### WHAT TO WORK ON
Reproduce every line of the data below verbatim, changing nothing.

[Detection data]
◆ ◆ ◆ ◆
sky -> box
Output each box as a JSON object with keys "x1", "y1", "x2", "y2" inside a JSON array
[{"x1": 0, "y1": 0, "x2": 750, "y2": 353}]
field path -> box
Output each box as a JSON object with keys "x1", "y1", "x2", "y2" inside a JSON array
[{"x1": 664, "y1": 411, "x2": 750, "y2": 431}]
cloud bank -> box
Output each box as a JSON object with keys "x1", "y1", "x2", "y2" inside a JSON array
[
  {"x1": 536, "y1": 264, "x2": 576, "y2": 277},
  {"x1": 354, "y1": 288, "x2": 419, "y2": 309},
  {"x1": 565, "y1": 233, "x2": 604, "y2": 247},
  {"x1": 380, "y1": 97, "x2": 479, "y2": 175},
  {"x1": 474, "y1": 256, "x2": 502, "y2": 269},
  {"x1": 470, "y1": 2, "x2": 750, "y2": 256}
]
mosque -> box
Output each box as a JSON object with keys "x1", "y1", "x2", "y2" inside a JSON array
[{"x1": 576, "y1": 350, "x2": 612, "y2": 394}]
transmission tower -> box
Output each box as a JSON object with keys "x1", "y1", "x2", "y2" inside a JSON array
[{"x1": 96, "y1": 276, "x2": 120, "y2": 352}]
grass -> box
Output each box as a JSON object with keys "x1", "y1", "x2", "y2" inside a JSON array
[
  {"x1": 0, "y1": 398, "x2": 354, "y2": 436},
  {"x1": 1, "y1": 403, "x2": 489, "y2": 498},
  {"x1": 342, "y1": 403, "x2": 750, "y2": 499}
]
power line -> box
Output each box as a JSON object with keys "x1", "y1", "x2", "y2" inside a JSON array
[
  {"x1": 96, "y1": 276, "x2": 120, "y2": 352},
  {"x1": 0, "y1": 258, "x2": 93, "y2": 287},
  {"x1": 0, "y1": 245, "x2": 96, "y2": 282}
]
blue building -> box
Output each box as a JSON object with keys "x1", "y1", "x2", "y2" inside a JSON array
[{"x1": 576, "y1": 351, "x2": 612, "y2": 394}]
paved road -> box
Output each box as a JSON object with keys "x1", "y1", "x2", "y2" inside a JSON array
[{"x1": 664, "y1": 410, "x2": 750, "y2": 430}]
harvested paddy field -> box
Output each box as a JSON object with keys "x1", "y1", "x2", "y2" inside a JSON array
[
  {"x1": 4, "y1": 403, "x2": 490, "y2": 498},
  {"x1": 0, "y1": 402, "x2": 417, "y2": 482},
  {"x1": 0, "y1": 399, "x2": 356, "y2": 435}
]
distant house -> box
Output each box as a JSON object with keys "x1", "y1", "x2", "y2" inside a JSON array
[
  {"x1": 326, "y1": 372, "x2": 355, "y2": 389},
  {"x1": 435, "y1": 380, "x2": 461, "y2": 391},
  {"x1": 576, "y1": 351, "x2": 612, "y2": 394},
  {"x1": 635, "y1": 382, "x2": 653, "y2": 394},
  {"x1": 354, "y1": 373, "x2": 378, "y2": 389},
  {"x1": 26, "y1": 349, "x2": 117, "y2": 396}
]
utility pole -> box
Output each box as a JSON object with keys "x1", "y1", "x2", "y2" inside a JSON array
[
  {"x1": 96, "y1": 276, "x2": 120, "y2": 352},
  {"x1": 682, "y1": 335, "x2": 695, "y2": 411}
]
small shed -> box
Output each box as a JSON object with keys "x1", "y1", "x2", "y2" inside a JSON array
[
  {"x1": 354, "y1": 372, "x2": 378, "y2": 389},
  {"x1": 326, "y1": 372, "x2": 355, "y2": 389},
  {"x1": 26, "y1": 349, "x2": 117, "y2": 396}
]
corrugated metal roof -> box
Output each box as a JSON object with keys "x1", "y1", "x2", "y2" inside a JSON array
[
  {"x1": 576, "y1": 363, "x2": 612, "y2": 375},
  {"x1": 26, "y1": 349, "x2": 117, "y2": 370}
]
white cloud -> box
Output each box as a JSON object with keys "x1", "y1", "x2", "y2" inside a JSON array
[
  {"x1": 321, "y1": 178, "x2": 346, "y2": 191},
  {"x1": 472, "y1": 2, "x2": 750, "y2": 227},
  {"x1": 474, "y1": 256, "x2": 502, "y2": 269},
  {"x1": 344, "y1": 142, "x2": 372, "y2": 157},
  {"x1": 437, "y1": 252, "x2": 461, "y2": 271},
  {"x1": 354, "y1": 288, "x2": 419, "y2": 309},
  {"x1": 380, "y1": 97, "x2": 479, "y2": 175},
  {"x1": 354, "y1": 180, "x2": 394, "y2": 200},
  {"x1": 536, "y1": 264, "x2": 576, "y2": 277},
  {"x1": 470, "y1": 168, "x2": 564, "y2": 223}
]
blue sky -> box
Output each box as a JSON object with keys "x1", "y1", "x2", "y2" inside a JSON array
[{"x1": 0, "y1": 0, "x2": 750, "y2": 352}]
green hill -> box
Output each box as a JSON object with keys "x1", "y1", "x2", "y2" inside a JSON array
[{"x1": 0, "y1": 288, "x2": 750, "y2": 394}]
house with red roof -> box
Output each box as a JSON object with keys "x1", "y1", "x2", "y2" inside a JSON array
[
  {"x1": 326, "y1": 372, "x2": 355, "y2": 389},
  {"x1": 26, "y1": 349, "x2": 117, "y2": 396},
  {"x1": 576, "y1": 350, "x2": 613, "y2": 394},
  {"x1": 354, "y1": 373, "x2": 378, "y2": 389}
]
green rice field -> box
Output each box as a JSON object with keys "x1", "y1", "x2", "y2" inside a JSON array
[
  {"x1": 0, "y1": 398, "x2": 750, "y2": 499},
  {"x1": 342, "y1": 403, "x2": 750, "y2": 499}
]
◆ ◆ ◆ ◆
### SOLUTION
sky -> box
Output each box as a JSON object with keys "x1", "y1", "x2", "y2" inside a JSON array
[{"x1": 0, "y1": 0, "x2": 750, "y2": 353}]
field path -> box
Output each box as a JSON object with keys "x1", "y1", "x2", "y2" inside a JSON array
[{"x1": 664, "y1": 411, "x2": 750, "y2": 431}]
cloud bank -> box
Output each box as a JSON object with keys "x1", "y1", "x2", "y2" inside a JSON array
[
  {"x1": 536, "y1": 264, "x2": 576, "y2": 277},
  {"x1": 354, "y1": 288, "x2": 419, "y2": 309},
  {"x1": 565, "y1": 233, "x2": 604, "y2": 247},
  {"x1": 380, "y1": 97, "x2": 479, "y2": 175},
  {"x1": 474, "y1": 256, "x2": 502, "y2": 269},
  {"x1": 470, "y1": 2, "x2": 750, "y2": 256}
]
mosque -> box
Output each box as a JSON object with keys "x1", "y1", "x2", "y2" inside a JSON array
[{"x1": 576, "y1": 350, "x2": 612, "y2": 394}]
transmission tower -> box
Output each box as a JSON object with keys "x1", "y1", "x2", "y2" inside a JSON array
[{"x1": 96, "y1": 276, "x2": 120, "y2": 352}]
grass -> box
Output each box as a JSON object with keys "x1", "y1", "x2", "y2" inside a JSON array
[
  {"x1": 0, "y1": 398, "x2": 354, "y2": 436},
  {"x1": 1, "y1": 403, "x2": 489, "y2": 498},
  {"x1": 342, "y1": 403, "x2": 750, "y2": 499}
]
power line -> box
Output each box as a JSON object with keys "x1", "y1", "x2", "y2" inside a JSON array
[
  {"x1": 96, "y1": 276, "x2": 120, "y2": 352},
  {"x1": 0, "y1": 258, "x2": 93, "y2": 287},
  {"x1": 0, "y1": 245, "x2": 96, "y2": 282}
]
blue building -> box
Output each box as a JSON object with keys "x1", "y1", "x2", "y2" inside a JSON array
[{"x1": 576, "y1": 351, "x2": 612, "y2": 394}]
paved road -> box
Output each box as a JSON object with keys "x1", "y1", "x2", "y2" inside a JSON array
[{"x1": 664, "y1": 410, "x2": 750, "y2": 430}]
harvested paddy field -> box
Output each box as a JSON object with keys "x1", "y1", "x2", "y2" inside a JSON array
[
  {"x1": 4, "y1": 403, "x2": 490, "y2": 498},
  {"x1": 0, "y1": 402, "x2": 417, "y2": 482},
  {"x1": 0, "y1": 399, "x2": 356, "y2": 435}
]
distant house -> box
Output each box as a JSON object with keys "x1", "y1", "x2", "y2" inside a JSON array
[
  {"x1": 326, "y1": 372, "x2": 355, "y2": 389},
  {"x1": 435, "y1": 380, "x2": 461, "y2": 391},
  {"x1": 576, "y1": 351, "x2": 612, "y2": 394},
  {"x1": 635, "y1": 382, "x2": 653, "y2": 394},
  {"x1": 354, "y1": 373, "x2": 378, "y2": 389},
  {"x1": 26, "y1": 349, "x2": 117, "y2": 396}
]
utility pole -> box
Output each box as a JSON object with keys "x1", "y1", "x2", "y2" inside a JSON array
[
  {"x1": 96, "y1": 276, "x2": 120, "y2": 352},
  {"x1": 682, "y1": 335, "x2": 695, "y2": 411}
]
small shed -> box
Output each box as a JSON object with keys "x1", "y1", "x2", "y2" inside a JSON array
[
  {"x1": 354, "y1": 372, "x2": 378, "y2": 389},
  {"x1": 326, "y1": 372, "x2": 355, "y2": 389},
  {"x1": 26, "y1": 349, "x2": 117, "y2": 396}
]
corrugated metal roof -> box
Output each box as a JSON object with keys "x1", "y1", "x2", "y2" inside a JSON array
[
  {"x1": 576, "y1": 363, "x2": 612, "y2": 375},
  {"x1": 26, "y1": 349, "x2": 117, "y2": 370}
]
white cloud -> box
Output each box as a JSON object with keys "x1", "y1", "x2", "y2" inside a JSON array
[
  {"x1": 321, "y1": 178, "x2": 346, "y2": 191},
  {"x1": 472, "y1": 2, "x2": 750, "y2": 227},
  {"x1": 474, "y1": 256, "x2": 502, "y2": 269},
  {"x1": 344, "y1": 142, "x2": 372, "y2": 157},
  {"x1": 437, "y1": 252, "x2": 461, "y2": 271},
  {"x1": 354, "y1": 288, "x2": 419, "y2": 309},
  {"x1": 380, "y1": 97, "x2": 479, "y2": 175},
  {"x1": 354, "y1": 180, "x2": 394, "y2": 200},
  {"x1": 536, "y1": 264, "x2": 576, "y2": 277},
  {"x1": 470, "y1": 168, "x2": 564, "y2": 223}
]
blue sky -> box
Output each box as a JSON object with keys "x1", "y1", "x2", "y2" inside a JSON array
[{"x1": 0, "y1": 0, "x2": 750, "y2": 352}]
green hill -> box
Output each box as a JSON object with keys "x1", "y1", "x2", "y2" inside a JSON array
[{"x1": 0, "y1": 288, "x2": 750, "y2": 394}]
house with red roof -> box
Output each box as a JSON object with keys "x1", "y1", "x2", "y2" inside a JSON array
[
  {"x1": 326, "y1": 372, "x2": 355, "y2": 389},
  {"x1": 26, "y1": 349, "x2": 117, "y2": 396},
  {"x1": 576, "y1": 350, "x2": 613, "y2": 394},
  {"x1": 354, "y1": 373, "x2": 378, "y2": 389}
]
green rice field -> box
Output each box as a JSON object with keys "x1", "y1", "x2", "y2" inside a JSON array
[
  {"x1": 0, "y1": 398, "x2": 750, "y2": 499},
  {"x1": 342, "y1": 403, "x2": 750, "y2": 499}
]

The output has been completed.